» Extract to read:
Proposal for an MMX C-Interface

Introduction

The objective of this proposal is to provide a high level interface for programmers using lcc2 for accessing all new MMX instructions.

The MMX instruction set is accessible through intrinsic functions, that are recognized and inlined by the compiler.

The data type used by all MMX intrinsics is an 8 byte union, described in ‘mmx.h’. The interface is designed to work at maximum speed when vectors of this datatype are used. The internal loop necessary to apply the given operation to all elements of the data vectors is generated in-line. The dimensions of both arrays should be identical.

Scalar extension is provided, i.e. one of the inputs to the MMX intrinsics can be a scalar, that will be automatically extended by the compiler to apply the mmx operation to all elements of the input vector.

Since the MMX instructions and floating point instructions are incompatible, it is assumed that a function does not mix floating point and mmx. An emms instruction will be issued in the function epilogue if the mmx instruction set is used.

» Set problem:
Copy everything in the MMX proposal from "The objective of" down to "by the compiler.". Use only the MMX proposal above.

» Given data:
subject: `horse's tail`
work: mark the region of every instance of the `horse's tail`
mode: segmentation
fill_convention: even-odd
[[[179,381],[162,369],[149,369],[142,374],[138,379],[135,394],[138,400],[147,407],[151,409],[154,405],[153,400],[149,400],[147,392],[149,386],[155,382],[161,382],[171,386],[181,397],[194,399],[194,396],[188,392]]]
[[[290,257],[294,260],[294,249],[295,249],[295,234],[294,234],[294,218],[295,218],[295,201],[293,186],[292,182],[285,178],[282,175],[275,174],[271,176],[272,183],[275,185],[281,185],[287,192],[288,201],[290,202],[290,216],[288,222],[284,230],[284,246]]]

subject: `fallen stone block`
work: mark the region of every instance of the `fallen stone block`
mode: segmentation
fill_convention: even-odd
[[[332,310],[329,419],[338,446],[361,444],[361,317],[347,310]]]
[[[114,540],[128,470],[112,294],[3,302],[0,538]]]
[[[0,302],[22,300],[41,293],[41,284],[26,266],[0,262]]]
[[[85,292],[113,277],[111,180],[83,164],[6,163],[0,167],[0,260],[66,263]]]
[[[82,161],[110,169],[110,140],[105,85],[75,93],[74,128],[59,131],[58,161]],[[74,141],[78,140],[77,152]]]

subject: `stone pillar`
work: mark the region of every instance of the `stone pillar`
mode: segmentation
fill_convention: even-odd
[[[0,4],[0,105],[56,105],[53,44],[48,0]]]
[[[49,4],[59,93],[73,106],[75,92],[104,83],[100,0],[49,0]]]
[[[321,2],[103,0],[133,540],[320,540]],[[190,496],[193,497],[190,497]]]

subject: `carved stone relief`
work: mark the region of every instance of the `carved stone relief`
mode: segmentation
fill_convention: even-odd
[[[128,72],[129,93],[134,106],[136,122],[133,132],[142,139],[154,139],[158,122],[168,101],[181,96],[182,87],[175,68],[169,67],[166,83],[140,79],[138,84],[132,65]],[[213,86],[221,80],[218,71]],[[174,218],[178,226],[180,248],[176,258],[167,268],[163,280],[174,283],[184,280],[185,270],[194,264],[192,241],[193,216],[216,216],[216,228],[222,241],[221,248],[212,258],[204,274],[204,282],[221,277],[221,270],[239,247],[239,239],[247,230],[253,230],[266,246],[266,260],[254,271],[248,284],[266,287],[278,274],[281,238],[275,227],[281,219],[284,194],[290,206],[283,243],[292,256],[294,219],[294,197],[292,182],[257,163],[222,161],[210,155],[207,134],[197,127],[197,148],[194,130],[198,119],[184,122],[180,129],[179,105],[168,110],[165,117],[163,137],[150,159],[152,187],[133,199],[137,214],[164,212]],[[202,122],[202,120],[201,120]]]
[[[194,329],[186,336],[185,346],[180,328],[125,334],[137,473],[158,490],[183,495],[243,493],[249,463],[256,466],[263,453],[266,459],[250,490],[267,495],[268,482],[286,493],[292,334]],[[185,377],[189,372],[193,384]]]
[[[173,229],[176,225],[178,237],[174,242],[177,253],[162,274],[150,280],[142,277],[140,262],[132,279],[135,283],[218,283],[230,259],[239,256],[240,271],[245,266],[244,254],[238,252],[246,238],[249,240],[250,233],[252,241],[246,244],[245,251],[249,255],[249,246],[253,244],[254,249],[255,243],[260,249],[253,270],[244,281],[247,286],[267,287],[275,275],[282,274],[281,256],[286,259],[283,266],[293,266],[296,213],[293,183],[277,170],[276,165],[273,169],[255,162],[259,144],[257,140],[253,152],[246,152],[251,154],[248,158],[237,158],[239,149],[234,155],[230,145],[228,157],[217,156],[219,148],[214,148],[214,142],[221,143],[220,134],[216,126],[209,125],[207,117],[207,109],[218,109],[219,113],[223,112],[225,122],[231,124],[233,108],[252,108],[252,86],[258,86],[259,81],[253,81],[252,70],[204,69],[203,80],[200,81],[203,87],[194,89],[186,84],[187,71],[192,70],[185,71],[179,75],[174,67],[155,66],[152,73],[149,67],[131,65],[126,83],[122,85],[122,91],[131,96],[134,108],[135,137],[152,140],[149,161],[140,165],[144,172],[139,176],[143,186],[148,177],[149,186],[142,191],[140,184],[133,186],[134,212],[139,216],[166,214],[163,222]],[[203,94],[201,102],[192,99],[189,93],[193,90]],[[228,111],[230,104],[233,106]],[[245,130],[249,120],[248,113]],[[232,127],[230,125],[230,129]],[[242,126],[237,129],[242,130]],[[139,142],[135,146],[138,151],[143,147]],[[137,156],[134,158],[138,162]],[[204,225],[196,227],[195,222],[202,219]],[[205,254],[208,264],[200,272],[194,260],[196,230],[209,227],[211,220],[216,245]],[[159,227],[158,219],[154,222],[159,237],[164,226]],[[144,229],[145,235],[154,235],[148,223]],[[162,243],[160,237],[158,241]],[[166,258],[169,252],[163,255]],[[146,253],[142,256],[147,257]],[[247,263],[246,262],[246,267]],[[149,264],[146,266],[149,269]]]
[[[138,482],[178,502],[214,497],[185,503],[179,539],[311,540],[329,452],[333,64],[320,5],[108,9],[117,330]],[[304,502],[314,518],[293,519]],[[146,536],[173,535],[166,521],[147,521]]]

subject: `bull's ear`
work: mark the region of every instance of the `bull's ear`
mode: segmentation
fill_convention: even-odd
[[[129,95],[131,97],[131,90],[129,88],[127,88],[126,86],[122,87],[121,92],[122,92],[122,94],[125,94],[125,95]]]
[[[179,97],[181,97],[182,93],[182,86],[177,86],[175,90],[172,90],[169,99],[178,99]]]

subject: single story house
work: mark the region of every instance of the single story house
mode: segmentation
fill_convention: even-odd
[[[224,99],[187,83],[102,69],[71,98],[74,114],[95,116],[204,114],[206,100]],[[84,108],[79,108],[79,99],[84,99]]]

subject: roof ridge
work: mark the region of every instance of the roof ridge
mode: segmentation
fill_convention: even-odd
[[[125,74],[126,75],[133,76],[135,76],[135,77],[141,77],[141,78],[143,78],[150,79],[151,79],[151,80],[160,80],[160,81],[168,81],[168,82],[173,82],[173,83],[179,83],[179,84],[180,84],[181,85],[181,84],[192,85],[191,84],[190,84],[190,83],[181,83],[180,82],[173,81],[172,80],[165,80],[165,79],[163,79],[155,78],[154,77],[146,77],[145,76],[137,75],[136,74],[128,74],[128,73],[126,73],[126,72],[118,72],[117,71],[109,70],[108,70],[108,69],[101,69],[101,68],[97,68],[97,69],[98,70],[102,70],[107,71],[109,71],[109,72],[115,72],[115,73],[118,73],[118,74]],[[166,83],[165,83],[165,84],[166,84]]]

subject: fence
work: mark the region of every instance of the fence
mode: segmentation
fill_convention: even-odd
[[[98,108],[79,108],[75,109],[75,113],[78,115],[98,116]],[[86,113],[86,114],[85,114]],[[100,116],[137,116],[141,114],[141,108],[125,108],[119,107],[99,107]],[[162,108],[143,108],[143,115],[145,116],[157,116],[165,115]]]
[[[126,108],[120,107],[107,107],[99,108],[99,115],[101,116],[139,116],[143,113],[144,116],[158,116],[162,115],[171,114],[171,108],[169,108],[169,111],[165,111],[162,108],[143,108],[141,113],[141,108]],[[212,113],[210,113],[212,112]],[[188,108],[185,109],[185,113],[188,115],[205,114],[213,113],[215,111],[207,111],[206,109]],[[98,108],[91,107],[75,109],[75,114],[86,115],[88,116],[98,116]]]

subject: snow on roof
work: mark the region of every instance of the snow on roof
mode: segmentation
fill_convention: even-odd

» Exercise solution:
The objective of this proposal is to provide a high level interface for programmers using lcc2 for accessing all new MMX instructions.

The MMX instruction set is accessible through intrinsic functions, that are recognized and inlined by the compiler.